_Task inputs_
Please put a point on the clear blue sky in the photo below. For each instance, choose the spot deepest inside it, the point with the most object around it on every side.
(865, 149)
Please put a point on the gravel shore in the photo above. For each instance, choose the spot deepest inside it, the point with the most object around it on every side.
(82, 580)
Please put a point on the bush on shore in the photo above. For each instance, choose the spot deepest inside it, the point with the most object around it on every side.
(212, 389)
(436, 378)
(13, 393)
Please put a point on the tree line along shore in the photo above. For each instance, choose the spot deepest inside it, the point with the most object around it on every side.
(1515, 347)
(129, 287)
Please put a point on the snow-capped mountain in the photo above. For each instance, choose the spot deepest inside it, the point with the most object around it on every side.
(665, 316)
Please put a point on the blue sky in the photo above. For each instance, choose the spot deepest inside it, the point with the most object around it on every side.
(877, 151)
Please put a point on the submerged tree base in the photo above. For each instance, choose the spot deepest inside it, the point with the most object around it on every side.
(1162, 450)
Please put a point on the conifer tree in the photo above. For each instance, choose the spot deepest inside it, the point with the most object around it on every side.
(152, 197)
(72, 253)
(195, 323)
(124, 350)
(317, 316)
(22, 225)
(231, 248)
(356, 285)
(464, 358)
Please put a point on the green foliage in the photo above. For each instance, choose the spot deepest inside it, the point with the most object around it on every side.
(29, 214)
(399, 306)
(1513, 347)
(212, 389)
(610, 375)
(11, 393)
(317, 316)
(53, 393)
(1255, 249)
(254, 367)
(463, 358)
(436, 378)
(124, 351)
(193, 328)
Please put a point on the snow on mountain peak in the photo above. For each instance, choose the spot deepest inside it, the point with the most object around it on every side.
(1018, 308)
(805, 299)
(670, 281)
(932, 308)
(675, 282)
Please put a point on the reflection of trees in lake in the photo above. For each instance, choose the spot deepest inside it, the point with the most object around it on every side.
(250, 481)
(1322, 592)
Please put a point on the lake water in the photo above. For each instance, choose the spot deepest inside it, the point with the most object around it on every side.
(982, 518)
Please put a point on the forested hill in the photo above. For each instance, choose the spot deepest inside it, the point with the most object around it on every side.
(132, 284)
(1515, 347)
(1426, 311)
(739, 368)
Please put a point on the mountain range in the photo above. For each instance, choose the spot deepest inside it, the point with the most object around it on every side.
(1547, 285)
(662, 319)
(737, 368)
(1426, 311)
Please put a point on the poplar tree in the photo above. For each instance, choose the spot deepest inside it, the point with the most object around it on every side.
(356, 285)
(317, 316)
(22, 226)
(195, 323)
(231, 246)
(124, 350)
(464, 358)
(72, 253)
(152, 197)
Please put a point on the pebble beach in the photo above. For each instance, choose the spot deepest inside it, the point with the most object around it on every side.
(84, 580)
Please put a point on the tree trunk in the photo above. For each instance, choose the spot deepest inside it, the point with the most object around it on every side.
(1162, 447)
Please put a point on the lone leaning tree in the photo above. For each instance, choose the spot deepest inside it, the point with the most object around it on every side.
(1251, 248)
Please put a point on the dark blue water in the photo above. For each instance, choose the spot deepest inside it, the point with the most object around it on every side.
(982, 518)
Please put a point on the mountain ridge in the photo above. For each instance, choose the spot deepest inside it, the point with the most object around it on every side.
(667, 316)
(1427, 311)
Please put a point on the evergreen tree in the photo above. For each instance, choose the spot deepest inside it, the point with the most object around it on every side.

_What the task asks_
Render every line from the one containing "Please put a point on the pebble" through the last line of the entries, inclusive, as a Markdown table. Use a column named Row for the running number and a column named Line for the text, and skip any blank lines.

_Full response_
| Row | Line |
|---|---|
| 1 | Please put a point on the pebble beach in the photo above. For each instance, choose the spot deepest inside it, the point with the most object around it on every side. |
| 2 | (84, 580) |
| 3 | Please put a point on the tree trunk in the photo above. For each instance, choose the spot deepest inside it, the point with the most object around it on every side. |
| 4 | (1162, 447) |
| 5 | Please put a point on the lone leaning tree in the photo above. For each instance, choose the spot deepest inside it, the point with the most object around it on every side. |
| 6 | (1251, 248) |
| 7 | Please put a point on the dark blue water in the photo above. For each instance, choose the spot deepest inside it, the point with the most object around it on every side. |
| 8 | (982, 518) |
| 9 | Please put a point on the mountain ridge in the photo above. For each instance, choose the spot deepest inside it, the point with the most object around it on every side. |
| 10 | (667, 316) |
| 11 | (1427, 311) |
| 12 | Please put a point on the evergreen tree in the photo above. For each instance, choose the spot deepest inside it, the point with the most object around it on every side. |